SELECTION:
The Risen Christ Here and Now: The Feast of the Resurrection
Some members of my household decided to give up sweets for Lent (and it wasn’t my wife and I, because we know better). So over the course of those 40 days a strange new post-dinner ritual emerged in our home. After dinner, our two children (ages 10 and 5) would clear their plates, and then do this sort of aimless zombie walk around the kitchen. They would open a drawer, look in the fridge, or just stand there with a faraway look in their eyes as if life had nothing left to offer them.
Such is Lent. If taken seriously, it can be a very enlightening time. Our fasting disciplines highlight for us just how attached we are to the many and various “wants” in our lives.
We all have them… things that we want. We all have different wants. But perhaps the most universal human “want” is life itself. On a very basic level, I think we’d all agree that we want to live. This universal desire to live makes death a universal problem.
From the beginning of time, cultures have puzzled over the mystery of death, and questions of what happens next. Over time, the answers to these questions were as varied as the cultures themselves.
One nation in particular grew firmly in their belief that a time would come, at the end of the age, when God would raise them from the dead. This nation was Israel, and this God was Yahweh.
It is a matter of historical record that the Jews of Jesus’ day believed firmly in the resurrection of the dead. Jesus’ own disciples believed in the resurrection of the dead.
By resurrection, they did not mean that a disembodied soul would rise to heaven where it would live happily ever after. Nor did they mean that a soul would return to earth as a ghost or a spirit.
By resurrection, they meant exactly what the word means – a rising again of the physical body – this material flesh and bone which we are made of. The early Jewish belief in the resurrection of the dead was the belief that at the end of the age, Yahweh would restore His people from the dust of the earth, in the same way that He created them from the dust of the earth. They believe that the bodies of the dead would be raised, that death itself would be reversed, that God’s Kingdom would come, and that His creation would be completely renewed and restored. The resurrection that was hoped for was not a metaphor, it was a straightforward belief that the dead would be raised up again to life. And not just a single person, but an entire nation.
What Jesus’ disciples did not believe, nor did they expect, was that one person would actually be raised from the dead apart from this general resurrection at the end of the age.
This idea was nowhere on the radar screen.
Which means… that when Jesus died on the cross, their hopes that he was the Messiah died with him. They didn’t sit back and say, “That’s all right, he’ll be raised from the dead in three days.”
It is hard to imagine the devastation they must have felt when the man they had followed for several years was executed. In that moment, all that they had believed in and hoped for was gone.
It is equally hard to imagine their utter shock, bewilderment, and joy at the realization that in fact, Jesus had risen from the dead.
Our Lord’s rising from the dead did not change the disciples’ fundamental belief in the resurrection of the dead – it confirmed it!

COLLECTED MATERIAL:
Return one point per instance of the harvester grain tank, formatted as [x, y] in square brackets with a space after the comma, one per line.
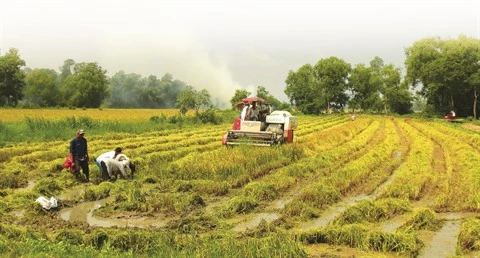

SET PROBLEM:
Rewrite the part of the Resurrection essay that opens with "Which means… that" and closes with "for was gone.", using "grief" in place of "devastation". Work only from the text above.

TASK ANSWER:
Which means… that when Jesus died on the cross, their hopes that he was the Messiah died with him. They didn’t sit back and say, “That’s all right, he’ll be raised from the dead in three days.”
It is hard to imagine the grief they must have felt when the man they had followed for several years was executed. In that moment, all that they had believed in and hoped for was gone.